### TASK REQUIREMENTS
Only the pictures stay out; every record is to be quoted exactly.

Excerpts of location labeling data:

····················

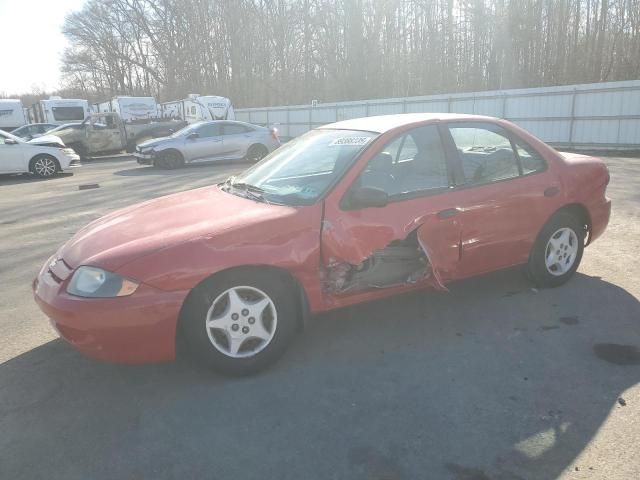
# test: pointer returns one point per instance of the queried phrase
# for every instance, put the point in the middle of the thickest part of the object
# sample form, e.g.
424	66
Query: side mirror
366	197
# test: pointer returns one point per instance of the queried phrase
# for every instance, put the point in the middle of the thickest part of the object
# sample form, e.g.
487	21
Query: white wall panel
546	112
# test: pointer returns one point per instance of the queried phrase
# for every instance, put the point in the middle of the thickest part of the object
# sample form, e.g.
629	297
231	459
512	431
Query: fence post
288	122
573	118
504	106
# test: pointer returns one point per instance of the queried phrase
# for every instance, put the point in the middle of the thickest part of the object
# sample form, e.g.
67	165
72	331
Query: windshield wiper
251	191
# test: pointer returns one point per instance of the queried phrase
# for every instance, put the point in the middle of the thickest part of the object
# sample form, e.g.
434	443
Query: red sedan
347	213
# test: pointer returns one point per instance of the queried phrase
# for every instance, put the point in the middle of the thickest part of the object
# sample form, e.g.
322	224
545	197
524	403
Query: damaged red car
350	212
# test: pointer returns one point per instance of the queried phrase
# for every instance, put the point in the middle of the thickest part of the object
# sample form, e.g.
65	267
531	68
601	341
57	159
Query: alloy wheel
45	166
241	322
561	251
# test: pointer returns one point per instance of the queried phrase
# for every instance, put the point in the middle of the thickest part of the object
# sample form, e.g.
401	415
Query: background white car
44	156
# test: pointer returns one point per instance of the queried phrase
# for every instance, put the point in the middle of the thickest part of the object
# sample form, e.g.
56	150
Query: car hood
128	234
47	141
156	142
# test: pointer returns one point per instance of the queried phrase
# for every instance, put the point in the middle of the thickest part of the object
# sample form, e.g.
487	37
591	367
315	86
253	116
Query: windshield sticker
350	141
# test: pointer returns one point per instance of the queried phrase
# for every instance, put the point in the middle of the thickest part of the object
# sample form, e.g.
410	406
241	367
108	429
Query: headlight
97	283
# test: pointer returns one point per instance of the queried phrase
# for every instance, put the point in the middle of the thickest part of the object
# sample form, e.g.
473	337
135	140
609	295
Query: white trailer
11	115
196	108
207	107
173	109
130	108
59	110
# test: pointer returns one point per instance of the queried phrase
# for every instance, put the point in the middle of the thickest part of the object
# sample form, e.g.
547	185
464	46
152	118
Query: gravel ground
494	380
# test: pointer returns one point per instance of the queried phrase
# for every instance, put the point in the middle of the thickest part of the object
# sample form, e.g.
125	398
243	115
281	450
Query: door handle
448	213
551	191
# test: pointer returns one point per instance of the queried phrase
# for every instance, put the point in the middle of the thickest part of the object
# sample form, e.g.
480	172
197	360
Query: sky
32	43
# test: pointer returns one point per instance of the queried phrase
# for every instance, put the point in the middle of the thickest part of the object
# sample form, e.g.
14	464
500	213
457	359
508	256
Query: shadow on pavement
19	178
143	170
495	380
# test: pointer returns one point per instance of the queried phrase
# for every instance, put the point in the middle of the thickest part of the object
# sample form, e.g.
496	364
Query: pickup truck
106	132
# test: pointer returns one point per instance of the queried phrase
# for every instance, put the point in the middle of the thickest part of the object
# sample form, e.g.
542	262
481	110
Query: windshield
186	130
301	171
64	127
9	135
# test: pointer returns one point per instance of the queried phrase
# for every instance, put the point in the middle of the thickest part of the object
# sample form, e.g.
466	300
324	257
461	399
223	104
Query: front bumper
144	158
72	158
140	328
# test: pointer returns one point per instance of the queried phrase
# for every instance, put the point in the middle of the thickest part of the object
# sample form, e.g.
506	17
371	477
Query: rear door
207	145
503	195
236	139
12	157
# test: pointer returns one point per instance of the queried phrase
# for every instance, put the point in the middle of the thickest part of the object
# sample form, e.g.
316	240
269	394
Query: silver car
208	142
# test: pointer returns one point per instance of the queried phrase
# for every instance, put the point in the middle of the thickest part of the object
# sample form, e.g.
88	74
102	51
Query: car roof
384	123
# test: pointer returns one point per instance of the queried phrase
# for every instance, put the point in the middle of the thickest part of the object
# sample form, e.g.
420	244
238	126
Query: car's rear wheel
239	322
558	250
169	160
44	166
256	153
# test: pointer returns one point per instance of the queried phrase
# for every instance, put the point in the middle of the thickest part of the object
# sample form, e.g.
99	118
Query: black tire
81	150
171	159
197	336
256	153
44	166
537	269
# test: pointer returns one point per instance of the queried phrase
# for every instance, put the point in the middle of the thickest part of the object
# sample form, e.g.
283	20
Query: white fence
597	115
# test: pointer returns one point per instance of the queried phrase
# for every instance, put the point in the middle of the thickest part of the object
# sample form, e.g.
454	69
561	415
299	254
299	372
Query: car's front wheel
240	322
44	166
558	250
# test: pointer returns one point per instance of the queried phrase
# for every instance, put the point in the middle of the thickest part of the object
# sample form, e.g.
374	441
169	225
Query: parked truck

····················

### THE REPLY
# test: pointer returns one point per instance of the queried phrase
# for every instance, put the point in the middle of the thickest part of the object
# sample form, e.g.
424	66
Query: side mirror
366	197
# test: pointer returns one point per instance of the queried phrase
# for every instance, put the point in the middle of the thickest part of the object
# sample form, e.g.
487	21
Query: white wall panel
546	112
# test: pointer returns one point per instance of the queried phrase
# for every instance, put the point in the middle of the thickest part of the object
# sample form, e.g.
629	297
231	459
512	431
Query: fence post
288	122
573	118
504	106
# test: pointer returns one point per instance of the queried phrase
# for every instance, put the point in the middle of the thickest part of the object
# sample form, e.g.
67	165
72	331
Query: windshield wiper
251	191
# test: pointer returns one point per instance of the queried phrase
# for every instance, put the point in the middle of the thickest part of the object
# sample form, e.g.
434	443
Query: red sedan
347	213
# test: pointer returns one point per instance of the queried phrase
# for every instance, put the point in the middle of the thickest part of the object
# sample form, e.g.
322	224
545	197
524	403
Query: damaged red car
350	212
# test: pointer returns one point per instance of the queried phrase
# for every instance, put the point in the middle of the thickest part of the object
# sample form, e.g.
65	267
531	68
601	341
57	159
Query: alloy wheel
45	166
241	322
561	251
# test: pointer returns one point per instance of the queried phrase
# for every instance, put the point in the middle of the thickest part of the object
# sample form, e.g.
401	415
Query: background white car
44	156
# test: pointer returns one point per instance of the queried phrase
# for every instance, put the point in the middle of the thickest part of the object
# sample form, e.g.
56	150
Query: car hood
128	234
47	141
156	142
# test: pointer returns one point per instance of the queried phrase
# for every instance, put the point in the middle of the thickest part of the object
# sample form, e.g.
487	37
591	367
315	86
253	116
Query: windshield sticker
350	141
# test: pointer returns one point per instance of the queried phrase
# for every instance, put the point in the middle of the thickest part of the object
# sample form, e.g.
410	406
241	367
108	429
Query: headlight
97	283
# test: pointer returns one point per instance of the queried phrase
# for every instance, put the point in the middle of the thickest part of the object
# sample form, e.g.
473	337
135	140
609	295
Query: white trailer
11	115
196	108
207	107
173	109
130	108
59	110
# test: pointer returns one point per instance of the queried phrase
# for every instance, put the point in the middle of the thickest part of the object
# sample form, e.g.
547	185
464	46
152	118
Query: gravel ground
494	380
# test: pointer returns one point per instance of the queried phrase
# for every instance, put the point in the middle of the thickest part of the object
# sample form, e.g.
125	398
243	115
281	450
Query: door handle
448	213
551	191
# test: pointer returns one point per instance of the queried phrase
# for every instance, put the point in the middle of the thickest part of the object
# sample form, e.g.
480	172
197	360
Query: sky
32	43
# test: pointer returns one point per instance of the queried phrase
# for every instance, put the point in the middle of the thickest part of the object
# sample form, e.g.
14	464
500	213
457	359
508	256
Query: shadow on pavement
19	178
143	170
495	380
# test: pointer returns one point per instance of the queried phrase
# for every instance, put the point in the middle of the thickest part of the object
# sample form, e.g.
496	364
Query: pickup truck
106	132
# test: pointer returns one point per instance of the queried phrase
# for every instance, put the point in the middle of the thickest part of the object
# sample form, e.g.
542	262
481	110
Query: windshield
186	130
301	171
64	127
9	135
# test: pointer returns one point per instance of the queried phrase
# for every instance, put the point in the middle of the thickest part of the object
# sample form, e.g.
466	300
324	257
461	399
223	104
Query: front bumper
144	158
72	158
140	328
# test: pointer returns one point per instance of the queried phrase
# for every instance, put the point in the middle of the thickest part of the object
# sample form, e.g.
506	17
371	477
Query: rear door
207	145
503	195
236	139
12	157
# test: pointer returns one point per instance of the queried phrase
# for every instance, put the point in the middle of the thickest part of the object
# sample form, e.g.
316	240
269	394
Query: silver car
208	142
# test: pointer returns one point per instance of the queried phrase
# for every instance, put the point in the middle of the thickest part of the object
# sample form, e.g.
88	74
102	51
Query: car roof
384	123
# test: pointer returns one point per instance of the queried phrase
# for every instance, put the point in the middle of the thickest part of the object
# sample form, e.g.
420	244
238	126
Query: car's rear wheel
239	322
558	250
169	160
44	166
256	153
# test: pointer returns one point per instance of the queried phrase
# for every instance, put the point in the middle of the thickest part of the object
# sample form, e.g.
99	118
Query: black tire
81	150
171	159
197	336
256	153
44	166
537	269
# test: pointer returns one point per instance of the queried phrase
# for every instance, put the point in the middle of the thickest part of the object
# sample form, e.g.
283	20
Query: white fence
597	115
# test: pointer returns one point per instance of the queried phrase
# for every instance, put the point in the middle of the thickest part of the object
# sample form, e.g.
454	69
561	415
299	254
299	372
Query: car's front wheel
240	322
44	166
558	250
# test: pointer returns one point per instance of the queried phrase
# for every instance, put the point in the middle of the thickest part of the object
# sample form, e.g.
374	441
169	225
Query: parked truck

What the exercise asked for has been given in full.